=== Begin Enclosure ===

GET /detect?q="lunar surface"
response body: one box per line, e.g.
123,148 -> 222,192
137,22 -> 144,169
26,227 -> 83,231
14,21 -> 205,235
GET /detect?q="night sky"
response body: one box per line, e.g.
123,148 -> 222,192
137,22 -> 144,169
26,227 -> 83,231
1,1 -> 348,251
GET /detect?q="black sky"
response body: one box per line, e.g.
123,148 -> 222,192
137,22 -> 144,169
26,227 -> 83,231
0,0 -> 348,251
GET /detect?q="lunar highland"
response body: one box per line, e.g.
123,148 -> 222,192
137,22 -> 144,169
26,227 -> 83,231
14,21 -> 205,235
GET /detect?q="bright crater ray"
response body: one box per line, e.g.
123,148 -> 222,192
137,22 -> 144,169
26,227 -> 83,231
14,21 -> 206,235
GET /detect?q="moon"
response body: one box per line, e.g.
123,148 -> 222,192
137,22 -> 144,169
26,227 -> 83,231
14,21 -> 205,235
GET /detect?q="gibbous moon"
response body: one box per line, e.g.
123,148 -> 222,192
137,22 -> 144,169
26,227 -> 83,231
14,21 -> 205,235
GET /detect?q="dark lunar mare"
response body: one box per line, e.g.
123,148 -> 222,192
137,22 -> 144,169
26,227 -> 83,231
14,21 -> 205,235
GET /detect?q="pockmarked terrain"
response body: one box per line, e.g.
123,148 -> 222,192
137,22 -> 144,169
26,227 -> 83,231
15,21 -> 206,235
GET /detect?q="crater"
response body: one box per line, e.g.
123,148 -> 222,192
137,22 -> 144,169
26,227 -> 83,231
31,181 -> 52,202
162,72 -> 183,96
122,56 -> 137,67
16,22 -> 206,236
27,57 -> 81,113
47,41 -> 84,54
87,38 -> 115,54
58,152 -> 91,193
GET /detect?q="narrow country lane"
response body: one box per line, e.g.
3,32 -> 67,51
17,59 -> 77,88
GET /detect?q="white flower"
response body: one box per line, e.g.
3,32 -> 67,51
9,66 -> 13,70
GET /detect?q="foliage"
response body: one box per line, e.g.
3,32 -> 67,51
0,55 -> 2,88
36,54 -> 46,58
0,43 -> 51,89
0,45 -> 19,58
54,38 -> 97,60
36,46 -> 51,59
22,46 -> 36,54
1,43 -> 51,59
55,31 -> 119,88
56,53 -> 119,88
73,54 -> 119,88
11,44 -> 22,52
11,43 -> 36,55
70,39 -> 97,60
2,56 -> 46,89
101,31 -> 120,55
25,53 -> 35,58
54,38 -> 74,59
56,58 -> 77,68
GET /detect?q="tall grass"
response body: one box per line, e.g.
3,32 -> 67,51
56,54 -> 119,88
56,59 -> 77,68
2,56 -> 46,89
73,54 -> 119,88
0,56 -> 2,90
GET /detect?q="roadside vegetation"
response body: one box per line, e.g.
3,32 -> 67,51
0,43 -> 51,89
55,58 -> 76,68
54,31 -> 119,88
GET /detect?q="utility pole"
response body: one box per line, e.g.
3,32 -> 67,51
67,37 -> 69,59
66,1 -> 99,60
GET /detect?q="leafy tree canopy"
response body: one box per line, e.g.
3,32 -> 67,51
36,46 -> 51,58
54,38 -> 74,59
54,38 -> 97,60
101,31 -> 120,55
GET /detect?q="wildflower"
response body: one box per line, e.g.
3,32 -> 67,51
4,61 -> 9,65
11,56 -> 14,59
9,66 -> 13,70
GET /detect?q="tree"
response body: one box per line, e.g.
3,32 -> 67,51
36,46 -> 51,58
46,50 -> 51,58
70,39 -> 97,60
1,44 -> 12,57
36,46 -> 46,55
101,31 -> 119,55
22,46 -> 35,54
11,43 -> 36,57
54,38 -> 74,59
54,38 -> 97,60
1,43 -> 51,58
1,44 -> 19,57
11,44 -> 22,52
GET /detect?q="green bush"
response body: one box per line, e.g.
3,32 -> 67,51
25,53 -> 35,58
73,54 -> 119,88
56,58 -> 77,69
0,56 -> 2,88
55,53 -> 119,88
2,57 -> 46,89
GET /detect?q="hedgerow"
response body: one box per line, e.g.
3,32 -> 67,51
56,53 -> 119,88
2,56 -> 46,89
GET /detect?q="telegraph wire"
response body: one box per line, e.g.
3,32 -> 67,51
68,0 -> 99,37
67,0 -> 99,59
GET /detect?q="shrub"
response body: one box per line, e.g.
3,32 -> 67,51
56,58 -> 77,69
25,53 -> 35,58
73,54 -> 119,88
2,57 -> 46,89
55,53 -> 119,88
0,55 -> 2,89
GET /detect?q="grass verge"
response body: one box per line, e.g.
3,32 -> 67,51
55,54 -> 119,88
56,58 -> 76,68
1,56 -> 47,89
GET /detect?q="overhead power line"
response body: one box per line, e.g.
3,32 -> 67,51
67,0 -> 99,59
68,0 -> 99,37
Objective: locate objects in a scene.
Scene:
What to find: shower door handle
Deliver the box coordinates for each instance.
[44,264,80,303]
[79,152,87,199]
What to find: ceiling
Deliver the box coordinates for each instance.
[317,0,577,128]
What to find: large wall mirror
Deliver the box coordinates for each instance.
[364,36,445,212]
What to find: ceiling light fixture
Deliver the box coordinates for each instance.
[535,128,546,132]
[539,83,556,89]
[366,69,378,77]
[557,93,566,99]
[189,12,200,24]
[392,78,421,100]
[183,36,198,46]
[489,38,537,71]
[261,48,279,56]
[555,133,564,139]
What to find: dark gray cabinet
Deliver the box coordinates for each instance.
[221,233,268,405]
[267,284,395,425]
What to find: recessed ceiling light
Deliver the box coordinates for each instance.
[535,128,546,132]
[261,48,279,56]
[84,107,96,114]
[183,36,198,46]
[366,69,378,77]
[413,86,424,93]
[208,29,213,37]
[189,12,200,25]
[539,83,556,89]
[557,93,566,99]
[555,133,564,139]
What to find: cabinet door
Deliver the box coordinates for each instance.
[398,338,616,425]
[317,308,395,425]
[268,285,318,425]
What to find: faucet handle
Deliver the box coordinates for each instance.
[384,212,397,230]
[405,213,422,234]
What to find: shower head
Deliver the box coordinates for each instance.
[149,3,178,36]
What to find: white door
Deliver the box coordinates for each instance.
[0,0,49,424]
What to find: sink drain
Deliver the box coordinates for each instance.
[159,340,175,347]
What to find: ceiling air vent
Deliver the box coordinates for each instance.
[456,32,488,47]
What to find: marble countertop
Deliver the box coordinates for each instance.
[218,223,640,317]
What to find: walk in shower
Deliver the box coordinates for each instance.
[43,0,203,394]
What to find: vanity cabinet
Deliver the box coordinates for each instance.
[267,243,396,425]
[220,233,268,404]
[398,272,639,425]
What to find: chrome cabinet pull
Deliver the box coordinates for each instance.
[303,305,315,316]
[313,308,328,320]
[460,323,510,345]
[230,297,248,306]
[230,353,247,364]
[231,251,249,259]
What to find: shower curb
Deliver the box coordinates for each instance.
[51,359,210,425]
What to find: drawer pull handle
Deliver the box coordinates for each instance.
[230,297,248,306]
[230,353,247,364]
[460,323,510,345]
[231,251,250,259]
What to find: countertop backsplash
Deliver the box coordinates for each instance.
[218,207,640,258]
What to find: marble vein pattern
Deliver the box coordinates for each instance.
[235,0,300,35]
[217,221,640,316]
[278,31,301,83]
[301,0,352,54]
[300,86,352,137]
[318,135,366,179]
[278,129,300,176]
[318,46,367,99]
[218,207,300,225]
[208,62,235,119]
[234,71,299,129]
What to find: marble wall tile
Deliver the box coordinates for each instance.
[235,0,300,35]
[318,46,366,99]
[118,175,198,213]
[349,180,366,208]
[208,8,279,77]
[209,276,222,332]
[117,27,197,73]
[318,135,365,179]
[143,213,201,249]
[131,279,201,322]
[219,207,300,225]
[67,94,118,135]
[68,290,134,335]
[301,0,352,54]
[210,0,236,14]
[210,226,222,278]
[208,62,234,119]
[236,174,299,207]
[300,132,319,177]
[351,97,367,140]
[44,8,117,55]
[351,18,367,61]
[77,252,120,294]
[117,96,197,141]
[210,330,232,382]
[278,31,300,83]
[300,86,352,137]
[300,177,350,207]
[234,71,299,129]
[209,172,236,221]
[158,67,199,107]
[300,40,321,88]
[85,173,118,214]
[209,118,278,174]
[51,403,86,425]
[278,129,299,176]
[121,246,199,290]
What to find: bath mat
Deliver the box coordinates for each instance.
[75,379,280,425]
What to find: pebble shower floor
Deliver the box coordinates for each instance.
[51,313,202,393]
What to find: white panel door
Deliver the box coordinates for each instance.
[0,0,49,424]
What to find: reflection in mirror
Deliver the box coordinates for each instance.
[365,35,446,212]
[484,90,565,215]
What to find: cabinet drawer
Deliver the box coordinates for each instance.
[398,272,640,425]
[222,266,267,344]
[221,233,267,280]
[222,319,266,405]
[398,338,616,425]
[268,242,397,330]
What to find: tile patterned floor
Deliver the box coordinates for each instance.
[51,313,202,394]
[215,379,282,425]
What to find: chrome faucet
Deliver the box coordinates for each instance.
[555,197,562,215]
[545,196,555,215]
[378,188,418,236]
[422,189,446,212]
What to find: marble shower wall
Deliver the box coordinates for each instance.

=== End Enclosure ===

## Required work
Check each line of the data above for the word "lunar". Report how many lines have it, and nothing else.

## Solution
3